• _DIRECTION 1_
In the page on read/write patterns at scale, how does it say hot-key bottlenecks can be mitigated?
• _DIRECTION 2_
Quote the passage of the page on read/write patterns at scale between "Read/Write Patterns at" and "durable message queues.", inclusive.
• _DIRECTION 3_
Extend the page on read/write patterns at scale, starting right after its final sentence.

• _SOURCE EXCERPT_

← System Design Data & Messaging Systems
System Design

Read/Write Patterns at Scale

Scale read capacity by routing queries to read replicas while managing replication lag expectations.

TL;DR
  • Scale read capacity by routing queries to read replicas while managing replication lag expectations.
  • Absorb massive write spikes using write-behind caching backed by durable message queues.
  • Mitigate hot-key bottlenecks by implementing cache leases or local memory caching.
  • Guarantee read-your-writes consistency by routing post-write reads to the primary database.

The Problem

As application traffic scales, databases become the ultimate bottleneck. Simply adding more application servers does nothing to solve database CPU exhaustion caused by millions of read queries, nor does it prevent write lock contention when thousands of users update the same database rows simultaneously.

Furthermore, naive caching strategies introduce race conditions, stale data, and cache stampedes that crash downstream databases the moment a popular cache key expires.

• _EXCERPTED DATA_
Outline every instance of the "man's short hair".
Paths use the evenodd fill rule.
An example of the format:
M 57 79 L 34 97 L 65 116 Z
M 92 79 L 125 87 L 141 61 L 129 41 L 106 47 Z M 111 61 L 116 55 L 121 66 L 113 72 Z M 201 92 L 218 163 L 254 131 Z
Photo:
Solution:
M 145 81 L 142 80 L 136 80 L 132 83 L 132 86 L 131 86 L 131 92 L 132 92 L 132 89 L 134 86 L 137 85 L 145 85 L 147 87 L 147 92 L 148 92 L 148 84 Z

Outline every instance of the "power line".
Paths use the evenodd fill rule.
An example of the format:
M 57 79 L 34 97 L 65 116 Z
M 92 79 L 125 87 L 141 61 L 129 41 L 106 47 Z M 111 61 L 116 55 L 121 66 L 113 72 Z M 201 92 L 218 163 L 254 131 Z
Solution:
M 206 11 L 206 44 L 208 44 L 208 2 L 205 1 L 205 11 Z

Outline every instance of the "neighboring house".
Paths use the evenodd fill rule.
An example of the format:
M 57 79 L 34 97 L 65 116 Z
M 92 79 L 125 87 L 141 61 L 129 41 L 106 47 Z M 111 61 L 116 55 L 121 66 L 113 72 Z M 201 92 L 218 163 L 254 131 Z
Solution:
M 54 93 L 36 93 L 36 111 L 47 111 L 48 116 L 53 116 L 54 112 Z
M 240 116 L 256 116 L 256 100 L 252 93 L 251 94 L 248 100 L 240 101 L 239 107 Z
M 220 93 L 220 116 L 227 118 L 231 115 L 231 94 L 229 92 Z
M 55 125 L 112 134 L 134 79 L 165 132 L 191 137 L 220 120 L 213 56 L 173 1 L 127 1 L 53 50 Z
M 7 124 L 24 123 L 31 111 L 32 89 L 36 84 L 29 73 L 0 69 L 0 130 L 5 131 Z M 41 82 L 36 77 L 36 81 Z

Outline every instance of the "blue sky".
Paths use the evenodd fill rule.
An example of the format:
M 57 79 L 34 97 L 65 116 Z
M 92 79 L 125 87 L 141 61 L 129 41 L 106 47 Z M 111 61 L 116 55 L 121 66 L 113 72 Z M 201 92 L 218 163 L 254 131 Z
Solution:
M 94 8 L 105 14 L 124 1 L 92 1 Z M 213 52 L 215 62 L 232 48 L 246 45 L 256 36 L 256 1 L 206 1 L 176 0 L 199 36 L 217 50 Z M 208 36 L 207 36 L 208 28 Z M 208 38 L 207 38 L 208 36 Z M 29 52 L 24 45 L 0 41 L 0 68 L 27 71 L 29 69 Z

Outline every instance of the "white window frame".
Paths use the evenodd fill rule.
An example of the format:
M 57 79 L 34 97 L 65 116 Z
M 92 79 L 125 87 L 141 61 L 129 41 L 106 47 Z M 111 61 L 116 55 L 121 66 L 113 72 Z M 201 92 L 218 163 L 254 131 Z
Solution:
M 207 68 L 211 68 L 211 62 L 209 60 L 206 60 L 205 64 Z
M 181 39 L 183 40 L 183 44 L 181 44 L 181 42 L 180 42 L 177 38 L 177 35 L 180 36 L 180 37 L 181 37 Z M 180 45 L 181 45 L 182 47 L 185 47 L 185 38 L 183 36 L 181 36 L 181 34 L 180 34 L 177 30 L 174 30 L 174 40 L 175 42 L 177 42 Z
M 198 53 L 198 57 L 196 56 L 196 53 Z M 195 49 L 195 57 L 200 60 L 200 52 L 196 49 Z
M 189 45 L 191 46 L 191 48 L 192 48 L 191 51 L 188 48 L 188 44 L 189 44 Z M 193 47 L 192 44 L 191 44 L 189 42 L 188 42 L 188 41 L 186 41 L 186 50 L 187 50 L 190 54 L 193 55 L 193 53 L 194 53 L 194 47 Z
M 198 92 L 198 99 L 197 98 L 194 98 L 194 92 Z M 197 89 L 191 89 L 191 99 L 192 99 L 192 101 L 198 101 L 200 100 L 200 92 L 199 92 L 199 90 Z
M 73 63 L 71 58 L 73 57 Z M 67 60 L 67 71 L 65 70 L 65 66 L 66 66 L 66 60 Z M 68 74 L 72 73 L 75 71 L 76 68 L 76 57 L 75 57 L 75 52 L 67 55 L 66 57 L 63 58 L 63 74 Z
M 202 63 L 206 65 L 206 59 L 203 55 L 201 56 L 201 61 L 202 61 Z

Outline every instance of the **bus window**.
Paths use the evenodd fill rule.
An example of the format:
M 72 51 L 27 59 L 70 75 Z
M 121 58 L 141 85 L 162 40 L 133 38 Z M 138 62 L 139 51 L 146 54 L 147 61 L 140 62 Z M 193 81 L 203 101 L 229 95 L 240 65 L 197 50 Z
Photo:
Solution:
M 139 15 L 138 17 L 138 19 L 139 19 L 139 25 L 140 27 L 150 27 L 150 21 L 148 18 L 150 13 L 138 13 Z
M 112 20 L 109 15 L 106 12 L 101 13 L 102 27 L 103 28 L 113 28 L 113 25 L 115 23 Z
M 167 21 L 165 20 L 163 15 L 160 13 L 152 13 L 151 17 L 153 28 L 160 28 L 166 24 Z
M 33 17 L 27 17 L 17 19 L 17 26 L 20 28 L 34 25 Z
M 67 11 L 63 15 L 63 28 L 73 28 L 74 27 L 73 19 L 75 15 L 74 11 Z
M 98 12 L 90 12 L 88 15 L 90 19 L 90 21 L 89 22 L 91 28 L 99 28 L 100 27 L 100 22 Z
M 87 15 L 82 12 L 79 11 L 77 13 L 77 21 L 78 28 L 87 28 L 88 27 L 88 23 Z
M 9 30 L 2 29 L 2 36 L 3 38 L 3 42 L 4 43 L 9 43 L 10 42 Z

• _ANSWER 1_
By implementing cache leases or local memory caching.

• _ANSWER 2_
Read/Write Patterns at Scale

Scale read capacity by routing queries to read replicas while managing replication lag expectations.

TL;DR
  • Scale read capacity by routing queries to read replicas while managing replication lag expectations.
  • Absorb massive write spikes using write-behind caching backed by durable message queues.

• _ANSWER 3_
Core System Idea

Scaling reads and writes requires decoupling the data access patterns using specialized architectural patterns.

For read-heavy workloads, we implement Read Replicas. Writes go to a single primary database, which asynchronously replicates changes to multiple read-only instances. To prevent users from seeing stale data immediately after they make an update (due to replication lag), we use "read-your-writes" consistency routing: reads occurring within a short window after a write are routed directly to the primary database, while all other reads go to replicas.

For write-heavy workloads, we use Write-Behind (Write-Back) Caching. The application writes directly to a high-speed cache layer and immediately returns success to the user. An asynchronous worker pool then pulls these write events from a queue and batches them into the primary database.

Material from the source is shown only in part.